(RECORDED INFORMATION):
##############################

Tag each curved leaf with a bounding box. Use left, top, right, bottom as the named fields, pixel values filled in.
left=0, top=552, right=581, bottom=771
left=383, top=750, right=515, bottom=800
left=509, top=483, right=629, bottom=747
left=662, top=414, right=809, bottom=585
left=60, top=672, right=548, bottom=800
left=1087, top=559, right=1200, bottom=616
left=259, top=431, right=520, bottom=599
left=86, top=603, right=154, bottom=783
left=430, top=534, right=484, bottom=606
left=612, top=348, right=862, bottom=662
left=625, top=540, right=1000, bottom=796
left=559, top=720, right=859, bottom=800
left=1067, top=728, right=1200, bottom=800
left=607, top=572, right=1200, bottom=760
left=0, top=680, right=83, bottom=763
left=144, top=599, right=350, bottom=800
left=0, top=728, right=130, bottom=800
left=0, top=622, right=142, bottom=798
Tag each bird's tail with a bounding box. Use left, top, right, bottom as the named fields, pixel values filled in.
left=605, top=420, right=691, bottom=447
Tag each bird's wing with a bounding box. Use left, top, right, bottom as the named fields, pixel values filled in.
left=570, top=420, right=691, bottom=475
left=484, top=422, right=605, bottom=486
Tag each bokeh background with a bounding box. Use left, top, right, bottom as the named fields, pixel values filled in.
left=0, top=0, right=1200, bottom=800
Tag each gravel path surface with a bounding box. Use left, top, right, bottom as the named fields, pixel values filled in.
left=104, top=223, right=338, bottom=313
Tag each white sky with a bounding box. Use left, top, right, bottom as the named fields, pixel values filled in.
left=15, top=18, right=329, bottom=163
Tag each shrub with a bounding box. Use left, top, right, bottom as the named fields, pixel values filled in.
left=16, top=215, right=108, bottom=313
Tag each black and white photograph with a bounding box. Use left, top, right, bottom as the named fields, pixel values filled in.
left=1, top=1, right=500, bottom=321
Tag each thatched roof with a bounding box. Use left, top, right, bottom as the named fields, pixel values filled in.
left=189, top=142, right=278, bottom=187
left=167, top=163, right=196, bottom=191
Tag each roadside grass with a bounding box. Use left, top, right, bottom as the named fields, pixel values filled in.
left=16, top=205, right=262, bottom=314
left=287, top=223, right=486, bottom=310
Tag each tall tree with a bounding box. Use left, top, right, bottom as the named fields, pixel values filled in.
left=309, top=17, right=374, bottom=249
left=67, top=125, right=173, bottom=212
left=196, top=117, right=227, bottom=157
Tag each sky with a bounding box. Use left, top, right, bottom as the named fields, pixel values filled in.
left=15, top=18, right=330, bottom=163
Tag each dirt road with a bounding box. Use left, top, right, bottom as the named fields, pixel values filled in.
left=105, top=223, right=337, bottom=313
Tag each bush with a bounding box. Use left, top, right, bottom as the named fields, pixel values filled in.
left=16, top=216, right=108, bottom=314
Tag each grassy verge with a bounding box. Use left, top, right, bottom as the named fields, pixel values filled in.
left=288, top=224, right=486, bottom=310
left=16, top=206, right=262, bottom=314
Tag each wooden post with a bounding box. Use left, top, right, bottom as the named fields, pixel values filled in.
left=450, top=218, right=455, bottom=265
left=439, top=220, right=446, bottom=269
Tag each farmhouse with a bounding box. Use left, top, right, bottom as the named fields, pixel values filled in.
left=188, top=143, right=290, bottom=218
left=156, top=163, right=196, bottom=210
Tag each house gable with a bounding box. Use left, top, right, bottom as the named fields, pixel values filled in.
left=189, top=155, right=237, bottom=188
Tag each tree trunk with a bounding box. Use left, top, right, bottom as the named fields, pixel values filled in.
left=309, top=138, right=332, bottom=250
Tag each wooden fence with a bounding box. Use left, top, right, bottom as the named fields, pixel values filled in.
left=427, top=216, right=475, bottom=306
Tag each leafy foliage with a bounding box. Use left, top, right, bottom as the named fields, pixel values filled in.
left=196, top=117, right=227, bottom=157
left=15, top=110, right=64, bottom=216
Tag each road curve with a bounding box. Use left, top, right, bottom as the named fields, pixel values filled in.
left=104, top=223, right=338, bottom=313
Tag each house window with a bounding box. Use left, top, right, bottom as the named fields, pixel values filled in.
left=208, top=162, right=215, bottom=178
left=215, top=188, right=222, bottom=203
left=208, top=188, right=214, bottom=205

##############################

(EXERCISE GOAL): Rewrite the part of the material that opens with the line containing "Tag each wooden fence" and runs through the end of the material, keeping every line and subtracting 125 from each pixel coordinate in the answers.

(IN RESPONSE):
Tag each wooden fence with a bounding box. Use left, top, right, bottom as the named fields, pixel values filled in.
left=302, top=91, right=350, bottom=181
Tag each leafy foliage with a bounding box. Use left, top, right, bottom as the named fields, pixel values filled in.
left=71, top=-8, right=102, bottom=32
left=-110, top=-15, right=-61, bottom=91
Tag each road curve with a bounding box. Use left, top, right, bottom as the named fields, pixel values filled in.
left=-21, top=98, right=213, bottom=188
Tag each house window with a bounding box. Use left, top, right, bottom as the named fields, pixel values filled in.
left=83, top=37, right=90, bottom=53
left=90, top=63, right=97, bottom=78
left=83, top=63, right=89, bottom=80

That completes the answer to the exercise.